I normally don't like making predictions, but I'll make an exception. I predict that sometime in the next few months (call it by June or July) Obama's approval rating will drop significantly. I have no idea what will be blamed for the cause, but I do know that the event responsible will unlikely be related to the drop.
How can I make this kind of prediction? Because his popularity started high. It can go nowhere but down and so down it will go.
This is part of a much larger problem that has to do with expectation - a key problem in management of any project, games included. It's quite simple really. How "well" you are doing is based on the relative improvement over the last marked measurement point. It is not possible for us to accept that sometimes you will do well and sometimes you will do poorly without having some kind of reasons for "something going wrong." This can be seen everywhere where performance is measured: sports teams, crime fighting, the economy and projects. In business, in extreme cases, such companies are called "Fallen Angles."
How well things are going is based much more on our perception of that thing combined with its relative improvement or drop. When a company is taking risks is doing well it is called "bold" and "visionary." When it does poorly those same decisions are due to "recklessness" and "lack of focus." Don't believe me? Check out this article: http://cmr.berkeley.edu/articles/accenture_award_08/2007_49_4_5447.pdf or better yet read "The Halo Effect."
One of the early studies done divided students into groups to carry out a project. After the project was done, the students were graded on their group performance and then asked to rate group members in various categories. What the study discovered, to no one's surprise, was that a higher grade correlated to group members rating each other more highly. The twist is that the grades were assigned randomly. Thus, it is not the team member's abilities that were a predictor of how well they were rated, but rather, it was the outcome that was the cause of how members were rated. We don't like to believe that. We like to think that evaluate people based on their ability independent of the outcome of their decisions, but it just ain't so. Results dictate how we see people. This is why people who seem like saviors one day will be "screwing up" the next. And it's why Obama's popularity will go down.

(Items stored from a collection)

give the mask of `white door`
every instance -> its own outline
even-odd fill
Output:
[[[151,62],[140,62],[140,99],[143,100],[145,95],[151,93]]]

Problems to solve
[a] According to the post about Obama's approval rating, how were the grades in the early student study assigned?
[b] Please update the rows by replacing "outline" with "contour". Keep everything else unchanged.

Expected outputs
[a] The grades were assigned randomly.

[b]
give the mask of `white door`
every instance -> its own contour
even-odd fill
Output:
[[[151,62],[140,62],[140,99],[143,100],[145,95],[151,93]]]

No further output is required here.